#### AIM OF THE EXERCISE:
Reproduce word for word the entries from the very first line through the line containing "<point>1041,513</point>", including that line.

#### Named object pointing entries:
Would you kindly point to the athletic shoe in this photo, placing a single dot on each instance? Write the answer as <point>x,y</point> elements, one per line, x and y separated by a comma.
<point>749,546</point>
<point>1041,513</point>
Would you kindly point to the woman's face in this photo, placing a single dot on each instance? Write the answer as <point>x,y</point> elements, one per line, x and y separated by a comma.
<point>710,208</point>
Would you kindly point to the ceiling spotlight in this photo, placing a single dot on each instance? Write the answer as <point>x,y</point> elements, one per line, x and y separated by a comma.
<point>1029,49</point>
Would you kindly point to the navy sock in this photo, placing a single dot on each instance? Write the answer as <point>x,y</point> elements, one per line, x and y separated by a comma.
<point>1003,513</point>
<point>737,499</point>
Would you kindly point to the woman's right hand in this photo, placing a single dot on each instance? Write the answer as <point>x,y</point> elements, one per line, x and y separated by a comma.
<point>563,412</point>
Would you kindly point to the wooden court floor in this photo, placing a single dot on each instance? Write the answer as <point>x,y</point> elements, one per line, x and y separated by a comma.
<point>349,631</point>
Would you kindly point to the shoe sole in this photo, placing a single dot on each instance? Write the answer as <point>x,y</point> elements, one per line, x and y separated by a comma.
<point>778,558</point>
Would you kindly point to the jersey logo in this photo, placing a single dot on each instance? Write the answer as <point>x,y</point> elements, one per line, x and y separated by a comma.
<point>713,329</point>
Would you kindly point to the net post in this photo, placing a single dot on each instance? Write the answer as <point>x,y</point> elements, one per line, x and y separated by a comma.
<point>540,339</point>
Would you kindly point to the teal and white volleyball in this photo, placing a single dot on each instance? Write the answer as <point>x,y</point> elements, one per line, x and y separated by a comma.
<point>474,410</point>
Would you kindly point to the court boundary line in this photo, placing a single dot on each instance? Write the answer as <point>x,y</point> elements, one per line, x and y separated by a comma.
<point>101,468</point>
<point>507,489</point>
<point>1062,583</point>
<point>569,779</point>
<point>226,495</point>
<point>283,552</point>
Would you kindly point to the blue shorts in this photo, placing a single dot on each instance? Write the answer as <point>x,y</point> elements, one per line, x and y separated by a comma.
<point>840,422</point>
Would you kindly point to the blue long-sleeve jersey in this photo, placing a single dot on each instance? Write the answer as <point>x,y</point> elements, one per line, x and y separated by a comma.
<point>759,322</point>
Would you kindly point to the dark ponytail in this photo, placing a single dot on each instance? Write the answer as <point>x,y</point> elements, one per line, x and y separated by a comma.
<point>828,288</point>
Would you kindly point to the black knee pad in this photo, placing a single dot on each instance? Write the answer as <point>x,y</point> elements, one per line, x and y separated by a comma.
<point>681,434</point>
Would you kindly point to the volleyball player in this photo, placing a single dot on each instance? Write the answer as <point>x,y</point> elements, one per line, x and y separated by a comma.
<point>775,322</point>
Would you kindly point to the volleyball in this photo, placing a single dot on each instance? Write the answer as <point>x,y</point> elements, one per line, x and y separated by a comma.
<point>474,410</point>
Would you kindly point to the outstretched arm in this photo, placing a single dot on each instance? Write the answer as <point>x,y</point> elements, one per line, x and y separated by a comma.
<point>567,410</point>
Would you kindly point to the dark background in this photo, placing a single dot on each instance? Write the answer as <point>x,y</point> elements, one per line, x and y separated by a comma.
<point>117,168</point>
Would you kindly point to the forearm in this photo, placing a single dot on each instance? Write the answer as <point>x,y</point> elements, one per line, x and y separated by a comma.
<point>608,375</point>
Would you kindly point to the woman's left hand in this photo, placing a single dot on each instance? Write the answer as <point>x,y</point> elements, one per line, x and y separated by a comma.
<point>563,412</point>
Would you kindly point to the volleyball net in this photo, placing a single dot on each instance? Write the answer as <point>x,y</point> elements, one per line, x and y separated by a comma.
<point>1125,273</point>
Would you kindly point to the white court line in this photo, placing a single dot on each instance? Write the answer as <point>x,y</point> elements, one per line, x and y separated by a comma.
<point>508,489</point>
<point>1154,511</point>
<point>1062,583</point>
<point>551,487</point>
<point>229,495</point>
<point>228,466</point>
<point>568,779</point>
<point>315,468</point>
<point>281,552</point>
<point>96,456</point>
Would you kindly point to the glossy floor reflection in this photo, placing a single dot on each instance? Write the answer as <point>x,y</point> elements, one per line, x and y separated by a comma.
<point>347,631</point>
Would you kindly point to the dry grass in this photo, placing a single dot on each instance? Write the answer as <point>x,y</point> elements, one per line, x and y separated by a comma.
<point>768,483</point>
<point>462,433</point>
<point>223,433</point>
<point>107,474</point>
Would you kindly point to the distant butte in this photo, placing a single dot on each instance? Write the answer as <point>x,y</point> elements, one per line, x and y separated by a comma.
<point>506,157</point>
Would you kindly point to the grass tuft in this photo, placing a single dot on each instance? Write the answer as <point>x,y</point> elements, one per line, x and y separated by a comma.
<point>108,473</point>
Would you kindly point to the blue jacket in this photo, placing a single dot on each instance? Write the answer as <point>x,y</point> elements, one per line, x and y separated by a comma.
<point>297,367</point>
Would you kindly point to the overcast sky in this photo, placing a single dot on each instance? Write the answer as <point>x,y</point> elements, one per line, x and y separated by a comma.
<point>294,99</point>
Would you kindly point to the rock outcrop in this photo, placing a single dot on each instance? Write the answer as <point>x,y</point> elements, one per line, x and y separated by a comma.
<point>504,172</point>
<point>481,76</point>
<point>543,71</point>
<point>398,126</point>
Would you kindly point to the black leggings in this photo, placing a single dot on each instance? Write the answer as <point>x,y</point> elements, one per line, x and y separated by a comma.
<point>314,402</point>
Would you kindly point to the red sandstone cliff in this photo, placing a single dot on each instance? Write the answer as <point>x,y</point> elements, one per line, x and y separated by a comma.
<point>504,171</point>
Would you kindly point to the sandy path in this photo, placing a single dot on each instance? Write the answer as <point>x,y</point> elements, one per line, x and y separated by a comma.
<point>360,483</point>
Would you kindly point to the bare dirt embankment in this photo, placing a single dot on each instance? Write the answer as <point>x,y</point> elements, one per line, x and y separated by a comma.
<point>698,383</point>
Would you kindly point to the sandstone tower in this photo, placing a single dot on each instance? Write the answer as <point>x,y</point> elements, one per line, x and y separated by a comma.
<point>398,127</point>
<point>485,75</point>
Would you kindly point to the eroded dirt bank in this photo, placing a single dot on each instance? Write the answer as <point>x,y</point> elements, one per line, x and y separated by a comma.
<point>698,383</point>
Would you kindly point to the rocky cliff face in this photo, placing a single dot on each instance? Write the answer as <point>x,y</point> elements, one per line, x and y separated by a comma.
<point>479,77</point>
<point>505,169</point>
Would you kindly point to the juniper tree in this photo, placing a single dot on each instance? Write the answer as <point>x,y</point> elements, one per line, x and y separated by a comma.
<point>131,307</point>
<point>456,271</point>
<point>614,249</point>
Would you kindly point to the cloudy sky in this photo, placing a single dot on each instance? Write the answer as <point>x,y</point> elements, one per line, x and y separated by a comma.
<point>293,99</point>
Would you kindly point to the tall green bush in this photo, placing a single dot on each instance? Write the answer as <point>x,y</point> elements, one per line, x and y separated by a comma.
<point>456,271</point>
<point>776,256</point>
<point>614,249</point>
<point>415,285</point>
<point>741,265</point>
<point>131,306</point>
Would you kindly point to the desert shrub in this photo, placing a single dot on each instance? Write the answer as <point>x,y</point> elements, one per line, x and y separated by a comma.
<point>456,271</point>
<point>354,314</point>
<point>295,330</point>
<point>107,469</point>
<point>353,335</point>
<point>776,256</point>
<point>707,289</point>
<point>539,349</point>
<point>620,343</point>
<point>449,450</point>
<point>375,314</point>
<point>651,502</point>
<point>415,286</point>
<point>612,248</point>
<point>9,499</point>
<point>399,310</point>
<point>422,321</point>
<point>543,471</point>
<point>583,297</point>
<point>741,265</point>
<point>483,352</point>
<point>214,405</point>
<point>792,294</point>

#### THE OUTPUT:
Would you kindly point to the athletic shoe in this photo, placing a single dot on each instance? Write the answer as <point>x,y</point> elements, one per line, x and y separated by a comma.
<point>749,546</point>
<point>1041,513</point>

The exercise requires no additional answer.